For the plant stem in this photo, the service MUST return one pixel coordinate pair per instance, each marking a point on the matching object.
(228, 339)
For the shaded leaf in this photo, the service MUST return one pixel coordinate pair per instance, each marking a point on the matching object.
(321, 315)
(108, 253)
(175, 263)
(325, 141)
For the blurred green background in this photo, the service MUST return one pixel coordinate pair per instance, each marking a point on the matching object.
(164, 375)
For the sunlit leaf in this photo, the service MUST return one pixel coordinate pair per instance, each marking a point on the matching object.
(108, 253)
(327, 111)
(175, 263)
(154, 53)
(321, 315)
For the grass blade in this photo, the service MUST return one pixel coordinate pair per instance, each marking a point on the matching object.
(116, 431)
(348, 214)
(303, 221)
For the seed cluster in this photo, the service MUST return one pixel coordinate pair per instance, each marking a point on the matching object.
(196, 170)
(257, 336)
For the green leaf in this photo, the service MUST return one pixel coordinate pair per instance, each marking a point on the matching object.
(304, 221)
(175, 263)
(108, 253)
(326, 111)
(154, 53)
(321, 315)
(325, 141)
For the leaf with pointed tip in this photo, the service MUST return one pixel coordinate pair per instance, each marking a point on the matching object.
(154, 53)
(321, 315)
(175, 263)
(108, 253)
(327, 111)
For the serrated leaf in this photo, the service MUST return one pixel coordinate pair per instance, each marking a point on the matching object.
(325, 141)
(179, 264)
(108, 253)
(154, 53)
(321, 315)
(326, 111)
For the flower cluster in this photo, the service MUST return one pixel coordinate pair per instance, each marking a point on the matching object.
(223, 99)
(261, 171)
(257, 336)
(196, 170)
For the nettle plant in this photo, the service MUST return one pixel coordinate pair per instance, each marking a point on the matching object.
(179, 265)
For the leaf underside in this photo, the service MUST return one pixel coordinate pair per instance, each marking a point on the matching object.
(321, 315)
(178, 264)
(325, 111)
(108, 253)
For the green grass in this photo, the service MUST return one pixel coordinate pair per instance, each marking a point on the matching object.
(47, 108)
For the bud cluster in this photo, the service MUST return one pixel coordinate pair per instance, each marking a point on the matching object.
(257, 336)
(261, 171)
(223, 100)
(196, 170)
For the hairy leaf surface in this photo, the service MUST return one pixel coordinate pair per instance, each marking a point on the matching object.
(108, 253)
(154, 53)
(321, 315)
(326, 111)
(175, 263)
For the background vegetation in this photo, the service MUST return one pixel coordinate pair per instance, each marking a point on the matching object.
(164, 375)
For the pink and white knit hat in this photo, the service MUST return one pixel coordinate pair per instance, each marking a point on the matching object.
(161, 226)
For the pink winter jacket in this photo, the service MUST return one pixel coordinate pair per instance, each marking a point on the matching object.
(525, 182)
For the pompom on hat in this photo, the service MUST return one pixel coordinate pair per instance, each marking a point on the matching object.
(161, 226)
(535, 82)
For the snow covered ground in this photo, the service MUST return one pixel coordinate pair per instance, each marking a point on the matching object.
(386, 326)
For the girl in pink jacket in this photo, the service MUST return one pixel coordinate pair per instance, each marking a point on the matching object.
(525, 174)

.....

> WHAT IS REQUIRED: Each record above must be transcribed exactly, and none may be skipped.

> RESPONSE BELOW:
For the plant stem in this photo, the service MUST return one pixel coordinate pair per instance, each marking a point on the matching object.
(228, 339)
For the shaded leaf in this photo, the service MUST return one pixel coordinate pair per instance, each marking a point on the matching object.
(321, 315)
(108, 253)
(175, 263)
(325, 141)
For the blurred green background in this photo, the service MUST return one pixel coordinate pair per instance, each marking a point on the matching object.
(164, 375)
For the sunlit leaf in this photo, the service MUST return one pixel coordinate pair per instance, each marking a point on the matching object.
(108, 253)
(327, 111)
(175, 263)
(154, 53)
(321, 315)
For the grass blade in this photo, the service MUST return one pixel coordinate pair per instance, each marking a point on the matching object.
(116, 431)
(348, 214)
(303, 221)
For the seed cluster in this photo, the service MUST return one pixel coordinate pair per instance, each marking a point on the matching object.
(196, 170)
(257, 336)
For the green leaf in this photo, the service MUST return one pixel coordinate pair per instance, each marking a point on the matching object.
(304, 221)
(175, 263)
(108, 253)
(326, 111)
(154, 53)
(321, 315)
(325, 141)
For the leaf with pointed tip in this photo, the service MUST return one pixel coordinate pair per instance, each marking a point on the matching object.
(154, 53)
(321, 315)
(175, 263)
(108, 253)
(327, 111)
For the serrated leaf in this photo, the service MUST return one pixel coordinate pair per instance, each marking a point on the matching object.
(325, 141)
(179, 264)
(108, 253)
(154, 53)
(321, 315)
(326, 111)
For the flower cluster in this photo, the service MUST return one pixel coordinate pair per instance, each marking a point on the matching object.
(223, 99)
(261, 171)
(257, 336)
(196, 170)
For the nettle plant in this photo, the service MUST return one pixel coordinate pair per instance, each marking a point on the matching object.
(179, 265)
For the leaf underside in this photo, the service MUST return one pixel coordinate pair per instance, each marking a point on the matching object.
(321, 315)
(178, 264)
(325, 111)
(108, 253)
For the green grass in this photo, the service MUST return one pixel coordinate pair per instance, each marking a point on the matching object.
(47, 108)
For the bud cluster in this photo, the service MUST return one pixel coordinate pair per instance, each marking a point on the matching object.
(257, 336)
(261, 171)
(223, 100)
(196, 170)
For the hairy leaf surface in this photo, the service MUST return one pixel coordinate pair per instance, each marking a point on the matching object.
(108, 253)
(154, 53)
(321, 315)
(326, 111)
(175, 263)
For the background vegetation in this photo, the service MUST return one pixel coordinate pair per instance, each marking a point on the matching object.
(164, 375)
For the pink and white knit hat in this photo, the service MUST return one pixel coordinate pair per instance, each marking a point on the matching object.
(161, 226)
For the pink winter jacket in this photo, the service MUST return one pixel coordinate pair per instance, each marking a point on the matching object.
(525, 182)
For the pompom on hat in this photo, the service MUST return one pixel coordinate pair per instance, each marking a point on the matching object.
(161, 226)
(535, 82)
For the snow covered ground in this photo, the service MUST return one pixel coordinate pair per instance, each marking a point on the matching object.
(386, 326)
For the girl in pink jacket in this photo, the service MUST return one pixel coordinate pair per instance, each marking a point on the matching object.
(525, 174)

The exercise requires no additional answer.